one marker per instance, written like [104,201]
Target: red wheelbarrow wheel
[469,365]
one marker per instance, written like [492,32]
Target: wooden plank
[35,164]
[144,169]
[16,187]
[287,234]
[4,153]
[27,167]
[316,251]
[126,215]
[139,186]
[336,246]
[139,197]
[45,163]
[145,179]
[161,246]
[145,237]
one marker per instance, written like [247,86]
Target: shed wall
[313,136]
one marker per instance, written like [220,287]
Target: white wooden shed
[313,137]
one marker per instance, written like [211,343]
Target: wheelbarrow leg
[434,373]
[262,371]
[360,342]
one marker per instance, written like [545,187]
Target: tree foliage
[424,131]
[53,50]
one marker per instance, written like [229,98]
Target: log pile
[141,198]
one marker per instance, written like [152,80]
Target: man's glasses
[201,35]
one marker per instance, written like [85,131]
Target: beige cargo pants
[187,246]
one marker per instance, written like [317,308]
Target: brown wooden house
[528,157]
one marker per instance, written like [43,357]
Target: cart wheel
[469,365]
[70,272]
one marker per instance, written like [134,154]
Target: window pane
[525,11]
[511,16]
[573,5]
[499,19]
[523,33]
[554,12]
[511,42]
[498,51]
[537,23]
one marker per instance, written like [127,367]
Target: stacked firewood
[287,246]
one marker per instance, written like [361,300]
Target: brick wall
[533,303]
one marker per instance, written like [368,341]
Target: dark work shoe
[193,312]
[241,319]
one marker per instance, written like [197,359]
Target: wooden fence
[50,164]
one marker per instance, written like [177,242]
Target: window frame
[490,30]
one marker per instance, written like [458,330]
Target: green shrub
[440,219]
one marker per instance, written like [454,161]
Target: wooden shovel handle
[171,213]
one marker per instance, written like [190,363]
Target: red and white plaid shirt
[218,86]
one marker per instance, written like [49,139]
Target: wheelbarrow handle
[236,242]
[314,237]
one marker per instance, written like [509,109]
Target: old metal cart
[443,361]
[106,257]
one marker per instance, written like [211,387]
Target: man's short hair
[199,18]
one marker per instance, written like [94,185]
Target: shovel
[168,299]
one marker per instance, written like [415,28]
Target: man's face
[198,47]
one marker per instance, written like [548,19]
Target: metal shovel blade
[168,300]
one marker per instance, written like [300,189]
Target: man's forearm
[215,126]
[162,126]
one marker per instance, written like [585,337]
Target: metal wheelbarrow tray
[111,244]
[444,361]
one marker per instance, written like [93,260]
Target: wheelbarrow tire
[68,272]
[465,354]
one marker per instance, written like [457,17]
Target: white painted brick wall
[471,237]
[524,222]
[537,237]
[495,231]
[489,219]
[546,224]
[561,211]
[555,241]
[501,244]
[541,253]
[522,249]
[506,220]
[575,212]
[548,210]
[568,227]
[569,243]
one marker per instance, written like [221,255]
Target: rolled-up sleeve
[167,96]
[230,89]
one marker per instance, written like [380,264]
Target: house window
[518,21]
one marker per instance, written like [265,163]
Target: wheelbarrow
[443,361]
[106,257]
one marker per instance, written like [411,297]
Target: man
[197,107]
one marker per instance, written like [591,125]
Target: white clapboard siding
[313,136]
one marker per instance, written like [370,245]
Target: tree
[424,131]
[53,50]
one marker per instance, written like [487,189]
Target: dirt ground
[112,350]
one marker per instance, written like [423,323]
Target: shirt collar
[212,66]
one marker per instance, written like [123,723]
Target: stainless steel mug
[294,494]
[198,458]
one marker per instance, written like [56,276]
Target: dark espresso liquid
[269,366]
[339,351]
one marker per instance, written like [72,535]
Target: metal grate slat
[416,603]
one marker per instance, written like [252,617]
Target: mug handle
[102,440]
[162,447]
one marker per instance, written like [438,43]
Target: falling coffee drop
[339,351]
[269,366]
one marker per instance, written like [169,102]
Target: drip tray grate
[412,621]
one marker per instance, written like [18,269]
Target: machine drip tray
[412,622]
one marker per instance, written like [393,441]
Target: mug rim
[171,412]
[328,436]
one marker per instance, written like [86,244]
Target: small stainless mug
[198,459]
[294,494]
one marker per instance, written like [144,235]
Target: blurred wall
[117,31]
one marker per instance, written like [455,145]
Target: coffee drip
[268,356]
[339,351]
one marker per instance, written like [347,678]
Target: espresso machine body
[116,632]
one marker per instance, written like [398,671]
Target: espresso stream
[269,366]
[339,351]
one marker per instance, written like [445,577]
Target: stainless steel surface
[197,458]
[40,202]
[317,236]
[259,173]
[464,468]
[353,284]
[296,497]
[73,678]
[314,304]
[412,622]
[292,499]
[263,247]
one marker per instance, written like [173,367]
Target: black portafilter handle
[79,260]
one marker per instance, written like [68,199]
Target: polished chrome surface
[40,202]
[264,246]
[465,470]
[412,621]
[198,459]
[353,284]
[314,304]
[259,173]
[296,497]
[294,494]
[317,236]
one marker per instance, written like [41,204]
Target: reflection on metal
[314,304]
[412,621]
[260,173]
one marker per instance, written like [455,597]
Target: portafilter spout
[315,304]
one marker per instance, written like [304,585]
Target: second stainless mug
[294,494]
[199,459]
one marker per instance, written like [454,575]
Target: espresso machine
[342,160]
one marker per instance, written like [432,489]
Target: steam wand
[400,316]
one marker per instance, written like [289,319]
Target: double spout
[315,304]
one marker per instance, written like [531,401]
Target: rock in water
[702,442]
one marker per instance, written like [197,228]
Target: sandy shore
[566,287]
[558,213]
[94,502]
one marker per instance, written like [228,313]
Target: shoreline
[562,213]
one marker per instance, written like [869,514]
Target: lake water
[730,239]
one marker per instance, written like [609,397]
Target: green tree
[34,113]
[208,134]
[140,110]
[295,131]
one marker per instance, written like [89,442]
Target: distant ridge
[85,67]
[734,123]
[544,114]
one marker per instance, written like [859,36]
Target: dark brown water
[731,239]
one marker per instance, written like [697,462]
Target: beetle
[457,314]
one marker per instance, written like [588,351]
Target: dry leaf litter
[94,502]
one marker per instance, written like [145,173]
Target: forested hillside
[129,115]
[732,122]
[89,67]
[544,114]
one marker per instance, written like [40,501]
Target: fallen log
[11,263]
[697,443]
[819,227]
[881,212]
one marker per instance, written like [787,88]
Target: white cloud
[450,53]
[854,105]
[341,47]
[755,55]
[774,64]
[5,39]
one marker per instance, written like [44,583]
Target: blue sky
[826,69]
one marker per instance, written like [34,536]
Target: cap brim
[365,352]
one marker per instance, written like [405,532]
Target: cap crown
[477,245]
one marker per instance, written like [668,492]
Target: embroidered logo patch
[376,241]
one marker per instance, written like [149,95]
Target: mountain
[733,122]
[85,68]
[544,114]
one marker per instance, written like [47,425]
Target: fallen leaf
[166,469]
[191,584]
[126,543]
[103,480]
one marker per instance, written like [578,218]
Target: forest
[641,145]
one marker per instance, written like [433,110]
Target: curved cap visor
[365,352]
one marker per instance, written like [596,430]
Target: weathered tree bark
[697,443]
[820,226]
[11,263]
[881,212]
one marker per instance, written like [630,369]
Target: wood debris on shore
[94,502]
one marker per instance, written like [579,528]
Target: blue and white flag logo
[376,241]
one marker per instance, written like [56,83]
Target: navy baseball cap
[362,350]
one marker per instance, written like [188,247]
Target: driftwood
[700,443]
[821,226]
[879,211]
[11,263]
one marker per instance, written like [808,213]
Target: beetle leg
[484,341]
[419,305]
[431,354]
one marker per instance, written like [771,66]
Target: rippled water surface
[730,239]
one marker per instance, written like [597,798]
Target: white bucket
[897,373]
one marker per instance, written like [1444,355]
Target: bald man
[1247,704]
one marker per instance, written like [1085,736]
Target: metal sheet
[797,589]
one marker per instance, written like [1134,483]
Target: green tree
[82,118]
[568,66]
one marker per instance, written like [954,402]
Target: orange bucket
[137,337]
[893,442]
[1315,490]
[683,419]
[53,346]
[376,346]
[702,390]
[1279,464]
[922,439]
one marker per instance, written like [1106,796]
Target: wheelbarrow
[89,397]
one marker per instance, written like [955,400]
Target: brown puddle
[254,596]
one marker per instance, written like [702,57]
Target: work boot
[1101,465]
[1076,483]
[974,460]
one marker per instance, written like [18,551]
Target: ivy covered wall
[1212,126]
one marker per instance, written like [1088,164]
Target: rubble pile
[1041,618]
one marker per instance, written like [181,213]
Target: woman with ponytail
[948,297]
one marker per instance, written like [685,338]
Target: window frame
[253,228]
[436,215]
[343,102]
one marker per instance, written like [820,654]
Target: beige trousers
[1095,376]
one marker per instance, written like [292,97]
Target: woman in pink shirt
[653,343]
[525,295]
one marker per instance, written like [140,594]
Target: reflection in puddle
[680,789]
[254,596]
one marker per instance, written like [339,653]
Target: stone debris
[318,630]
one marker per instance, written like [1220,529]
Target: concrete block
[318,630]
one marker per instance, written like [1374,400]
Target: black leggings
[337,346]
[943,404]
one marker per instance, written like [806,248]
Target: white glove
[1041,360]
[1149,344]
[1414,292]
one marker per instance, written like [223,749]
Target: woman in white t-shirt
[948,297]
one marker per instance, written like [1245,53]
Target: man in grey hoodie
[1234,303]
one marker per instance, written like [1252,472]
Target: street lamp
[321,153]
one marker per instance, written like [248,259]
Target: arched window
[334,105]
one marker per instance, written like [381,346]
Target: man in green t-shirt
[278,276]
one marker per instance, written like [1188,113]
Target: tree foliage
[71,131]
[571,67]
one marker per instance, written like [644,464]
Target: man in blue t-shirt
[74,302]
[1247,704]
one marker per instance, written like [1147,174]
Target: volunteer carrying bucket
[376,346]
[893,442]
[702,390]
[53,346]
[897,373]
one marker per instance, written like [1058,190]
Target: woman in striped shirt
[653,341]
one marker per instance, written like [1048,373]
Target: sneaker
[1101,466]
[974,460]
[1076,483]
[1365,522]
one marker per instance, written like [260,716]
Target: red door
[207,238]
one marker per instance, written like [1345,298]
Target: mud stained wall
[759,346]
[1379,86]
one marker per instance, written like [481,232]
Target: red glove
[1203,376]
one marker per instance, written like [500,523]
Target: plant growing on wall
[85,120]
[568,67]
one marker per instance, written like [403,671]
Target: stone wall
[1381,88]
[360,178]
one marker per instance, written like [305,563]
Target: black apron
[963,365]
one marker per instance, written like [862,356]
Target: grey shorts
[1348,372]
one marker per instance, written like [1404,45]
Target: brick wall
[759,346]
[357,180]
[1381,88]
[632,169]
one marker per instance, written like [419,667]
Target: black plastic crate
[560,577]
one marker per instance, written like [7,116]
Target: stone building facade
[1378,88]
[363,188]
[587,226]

- _What you will do_: From the material above, set down exactly the lines starting at the one with "one marker per instance, written like [181,213]" and ending at the one with "one marker per instance, written like [1345,298]", end lines included.

- _Task result_:
one marker per instance, written like [181,213]
Target: woman with ponytail
[948,297]
one marker per instance, written like [685,338]
Target: window frame
[253,228]
[436,215]
[343,102]
one marker per instance, written like [820,654]
Target: beige trousers
[1095,376]
one marker per instance, written like [292,97]
Target: woman in pink shirt
[653,343]
[525,295]
one marker per instance, written like [140,594]
Target: reflection in puddle
[680,789]
[254,596]
one marker per instance, written like [339,653]
Target: stone debris
[318,630]
one marker per instance, written like [1220,529]
Target: concrete block
[318,630]
one marker per instance, written like [1374,400]
Target: black leggings
[337,346]
[943,404]
one marker per instance, written like [806,248]
Target: white glove
[1041,360]
[1149,344]
[1414,292]
one marker per instance, written like [223,749]
Target: woman in white t-shirt
[948,297]
one marker per instance, written like [1245,53]
Target: man in grey hoodie
[1234,303]
one marker per instance, written like [1252,472]
Target: street lamp
[321,153]
one marker per instance, written like [248,259]
Target: arched window
[334,105]
one marker per instance, written like [381,346]
Target: man in green t-shirt
[278,276]
one marker per instance, written like [1188,113]
Target: tree foliage
[71,131]
[571,67]
one marker per instance, written like [644,464]
Target: man in blue t-shirt
[74,302]
[1247,704]
one marker per instance, written like [1147,174]
Target: volunteer carrying bucket
[376,346]
[893,442]
[702,390]
[53,346]
[897,373]
one marker per instance, written like [1058,190]
Target: woman in striped shirt
[653,341]
one marker per instance, written like [1048,373]
Target: sneaker
[1101,466]
[974,460]
[1076,483]
[1365,522]
one marker per instance, written like [260,716]
Target: red door
[207,238]
one marker per instance, written like [1345,298]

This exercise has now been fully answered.